» EXTRACTED MATERIAL:

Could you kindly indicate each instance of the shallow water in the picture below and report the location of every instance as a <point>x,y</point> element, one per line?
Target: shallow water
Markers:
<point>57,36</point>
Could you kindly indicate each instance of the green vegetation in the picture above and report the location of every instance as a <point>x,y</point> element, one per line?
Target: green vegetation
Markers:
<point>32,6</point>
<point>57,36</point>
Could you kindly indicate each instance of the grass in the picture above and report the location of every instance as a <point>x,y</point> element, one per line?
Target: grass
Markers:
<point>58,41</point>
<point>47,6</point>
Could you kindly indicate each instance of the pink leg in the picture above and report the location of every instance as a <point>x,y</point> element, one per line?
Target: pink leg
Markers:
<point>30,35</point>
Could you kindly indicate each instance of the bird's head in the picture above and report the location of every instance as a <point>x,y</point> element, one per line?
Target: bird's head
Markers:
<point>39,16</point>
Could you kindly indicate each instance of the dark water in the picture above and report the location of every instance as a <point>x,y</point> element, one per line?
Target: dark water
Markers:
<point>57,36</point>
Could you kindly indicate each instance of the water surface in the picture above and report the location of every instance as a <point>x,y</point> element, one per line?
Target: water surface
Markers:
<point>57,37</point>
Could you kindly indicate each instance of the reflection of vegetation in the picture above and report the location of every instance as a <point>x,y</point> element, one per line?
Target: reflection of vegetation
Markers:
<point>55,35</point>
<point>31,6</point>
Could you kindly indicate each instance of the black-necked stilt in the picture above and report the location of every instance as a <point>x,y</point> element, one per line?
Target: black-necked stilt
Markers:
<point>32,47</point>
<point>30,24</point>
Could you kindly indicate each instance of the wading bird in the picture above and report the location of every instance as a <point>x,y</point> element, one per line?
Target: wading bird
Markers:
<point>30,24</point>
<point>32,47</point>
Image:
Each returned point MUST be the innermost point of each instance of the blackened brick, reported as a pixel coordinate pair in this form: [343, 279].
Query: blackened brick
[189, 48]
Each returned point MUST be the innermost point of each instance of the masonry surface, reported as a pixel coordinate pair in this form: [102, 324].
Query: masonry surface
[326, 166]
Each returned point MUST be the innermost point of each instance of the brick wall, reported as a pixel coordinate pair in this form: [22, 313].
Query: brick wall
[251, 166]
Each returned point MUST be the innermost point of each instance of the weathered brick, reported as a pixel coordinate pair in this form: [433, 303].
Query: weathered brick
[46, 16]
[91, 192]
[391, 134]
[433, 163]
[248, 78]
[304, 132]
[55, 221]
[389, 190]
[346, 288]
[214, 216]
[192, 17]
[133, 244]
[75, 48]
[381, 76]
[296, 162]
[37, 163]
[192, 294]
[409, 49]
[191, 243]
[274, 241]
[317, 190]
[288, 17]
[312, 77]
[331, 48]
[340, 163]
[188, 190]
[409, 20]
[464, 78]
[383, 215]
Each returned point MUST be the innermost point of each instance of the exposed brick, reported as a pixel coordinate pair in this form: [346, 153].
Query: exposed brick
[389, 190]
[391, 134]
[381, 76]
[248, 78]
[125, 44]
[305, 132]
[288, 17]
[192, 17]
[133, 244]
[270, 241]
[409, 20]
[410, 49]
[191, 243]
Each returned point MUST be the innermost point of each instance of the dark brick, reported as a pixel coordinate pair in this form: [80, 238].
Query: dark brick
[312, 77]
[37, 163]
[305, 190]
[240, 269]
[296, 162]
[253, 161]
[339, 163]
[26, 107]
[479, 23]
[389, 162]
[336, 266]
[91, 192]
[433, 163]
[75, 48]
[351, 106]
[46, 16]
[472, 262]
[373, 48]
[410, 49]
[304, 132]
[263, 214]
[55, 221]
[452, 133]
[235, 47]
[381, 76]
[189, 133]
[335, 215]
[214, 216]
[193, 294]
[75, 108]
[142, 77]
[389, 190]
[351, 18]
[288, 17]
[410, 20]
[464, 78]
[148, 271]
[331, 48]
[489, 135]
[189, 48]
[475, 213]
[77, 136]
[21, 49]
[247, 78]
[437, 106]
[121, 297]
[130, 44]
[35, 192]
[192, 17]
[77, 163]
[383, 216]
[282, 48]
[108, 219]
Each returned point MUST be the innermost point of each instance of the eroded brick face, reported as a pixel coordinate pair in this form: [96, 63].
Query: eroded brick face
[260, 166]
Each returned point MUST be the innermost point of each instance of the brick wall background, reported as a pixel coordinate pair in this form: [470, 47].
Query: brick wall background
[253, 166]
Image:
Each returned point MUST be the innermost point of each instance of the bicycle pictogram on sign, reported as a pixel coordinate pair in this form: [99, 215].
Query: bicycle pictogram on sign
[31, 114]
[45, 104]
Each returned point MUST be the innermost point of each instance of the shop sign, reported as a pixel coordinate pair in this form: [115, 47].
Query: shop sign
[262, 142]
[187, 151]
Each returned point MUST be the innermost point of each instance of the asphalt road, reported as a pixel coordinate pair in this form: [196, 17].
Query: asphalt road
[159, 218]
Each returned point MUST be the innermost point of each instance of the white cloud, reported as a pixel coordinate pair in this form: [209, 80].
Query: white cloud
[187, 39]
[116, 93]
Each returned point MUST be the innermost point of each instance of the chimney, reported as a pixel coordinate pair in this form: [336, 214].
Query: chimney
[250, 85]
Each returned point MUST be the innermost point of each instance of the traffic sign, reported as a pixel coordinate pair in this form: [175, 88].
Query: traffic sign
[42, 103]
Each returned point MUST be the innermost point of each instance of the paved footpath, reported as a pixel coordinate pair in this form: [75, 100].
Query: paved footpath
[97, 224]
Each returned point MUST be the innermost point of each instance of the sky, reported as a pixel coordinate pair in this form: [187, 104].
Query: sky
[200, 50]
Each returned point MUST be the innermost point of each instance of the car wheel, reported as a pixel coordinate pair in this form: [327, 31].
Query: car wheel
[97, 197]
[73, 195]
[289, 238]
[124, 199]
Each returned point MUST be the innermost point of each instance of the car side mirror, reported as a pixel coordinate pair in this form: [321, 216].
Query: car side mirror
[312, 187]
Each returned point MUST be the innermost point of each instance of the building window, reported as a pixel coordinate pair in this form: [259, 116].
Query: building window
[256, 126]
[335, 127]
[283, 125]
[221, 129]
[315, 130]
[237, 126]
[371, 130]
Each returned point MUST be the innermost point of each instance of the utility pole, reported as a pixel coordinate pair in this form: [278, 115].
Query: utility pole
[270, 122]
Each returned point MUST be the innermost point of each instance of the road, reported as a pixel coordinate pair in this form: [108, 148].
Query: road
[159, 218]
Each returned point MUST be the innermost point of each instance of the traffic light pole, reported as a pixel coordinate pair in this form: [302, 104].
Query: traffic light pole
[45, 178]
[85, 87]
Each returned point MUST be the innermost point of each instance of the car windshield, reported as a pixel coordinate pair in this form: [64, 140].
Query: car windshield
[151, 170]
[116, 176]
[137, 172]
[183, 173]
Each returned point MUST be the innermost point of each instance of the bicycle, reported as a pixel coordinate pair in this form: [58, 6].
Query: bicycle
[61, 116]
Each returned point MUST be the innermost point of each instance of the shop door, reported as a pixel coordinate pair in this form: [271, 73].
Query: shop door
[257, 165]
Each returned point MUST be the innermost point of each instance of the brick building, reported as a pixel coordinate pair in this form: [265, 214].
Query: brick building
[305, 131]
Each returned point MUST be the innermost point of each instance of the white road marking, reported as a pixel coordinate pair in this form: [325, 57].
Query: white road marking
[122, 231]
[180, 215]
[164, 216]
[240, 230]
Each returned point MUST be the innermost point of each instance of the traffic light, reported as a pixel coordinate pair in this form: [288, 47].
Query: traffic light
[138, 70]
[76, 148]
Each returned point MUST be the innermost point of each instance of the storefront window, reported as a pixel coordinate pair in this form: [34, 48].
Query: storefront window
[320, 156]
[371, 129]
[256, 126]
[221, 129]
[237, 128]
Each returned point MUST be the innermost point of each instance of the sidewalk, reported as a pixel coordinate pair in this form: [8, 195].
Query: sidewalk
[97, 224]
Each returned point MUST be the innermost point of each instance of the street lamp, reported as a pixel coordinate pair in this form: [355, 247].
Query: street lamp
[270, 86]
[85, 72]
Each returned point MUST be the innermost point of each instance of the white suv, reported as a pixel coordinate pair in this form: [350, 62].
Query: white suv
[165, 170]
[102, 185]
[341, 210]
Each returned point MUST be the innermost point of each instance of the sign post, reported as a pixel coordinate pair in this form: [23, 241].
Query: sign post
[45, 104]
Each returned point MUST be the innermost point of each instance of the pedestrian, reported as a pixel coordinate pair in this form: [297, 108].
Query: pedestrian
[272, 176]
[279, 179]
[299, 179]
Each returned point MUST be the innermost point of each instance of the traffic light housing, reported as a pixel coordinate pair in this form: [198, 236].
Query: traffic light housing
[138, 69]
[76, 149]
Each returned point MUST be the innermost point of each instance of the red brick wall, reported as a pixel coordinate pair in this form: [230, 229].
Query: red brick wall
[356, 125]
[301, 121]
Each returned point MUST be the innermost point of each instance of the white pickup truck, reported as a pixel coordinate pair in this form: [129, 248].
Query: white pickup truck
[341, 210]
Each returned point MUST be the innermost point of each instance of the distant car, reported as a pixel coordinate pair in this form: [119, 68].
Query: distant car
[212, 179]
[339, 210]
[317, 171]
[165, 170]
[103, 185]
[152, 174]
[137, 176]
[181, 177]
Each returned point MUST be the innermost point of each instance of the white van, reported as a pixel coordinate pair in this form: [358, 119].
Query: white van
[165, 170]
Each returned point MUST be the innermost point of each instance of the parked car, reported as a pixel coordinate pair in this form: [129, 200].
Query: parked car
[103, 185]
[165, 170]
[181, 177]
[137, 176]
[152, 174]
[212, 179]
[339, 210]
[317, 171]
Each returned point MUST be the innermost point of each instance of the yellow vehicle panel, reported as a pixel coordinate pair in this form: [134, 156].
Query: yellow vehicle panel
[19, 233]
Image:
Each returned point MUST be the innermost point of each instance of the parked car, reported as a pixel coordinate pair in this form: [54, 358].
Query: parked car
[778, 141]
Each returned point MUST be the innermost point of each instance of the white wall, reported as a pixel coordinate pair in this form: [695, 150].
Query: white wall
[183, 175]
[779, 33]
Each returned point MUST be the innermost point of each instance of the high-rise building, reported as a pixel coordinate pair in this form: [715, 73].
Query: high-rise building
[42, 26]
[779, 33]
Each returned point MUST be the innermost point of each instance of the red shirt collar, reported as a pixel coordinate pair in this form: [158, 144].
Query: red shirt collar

» DIRECTIONS: Reproduce every line of the entries verbatim, from the one containing "Could you kindly indicate each instance of the reflection" down to the one containing "<point>55,35</point>", both included.

» THE COMPLETED TASK:
Could you kindly indicate each instance of the reflection of vegetation in the picture above and report the location of every instance as a <point>x,y</point> element, one per line?
Target: reflection of vegetation
Markers:
<point>55,35</point>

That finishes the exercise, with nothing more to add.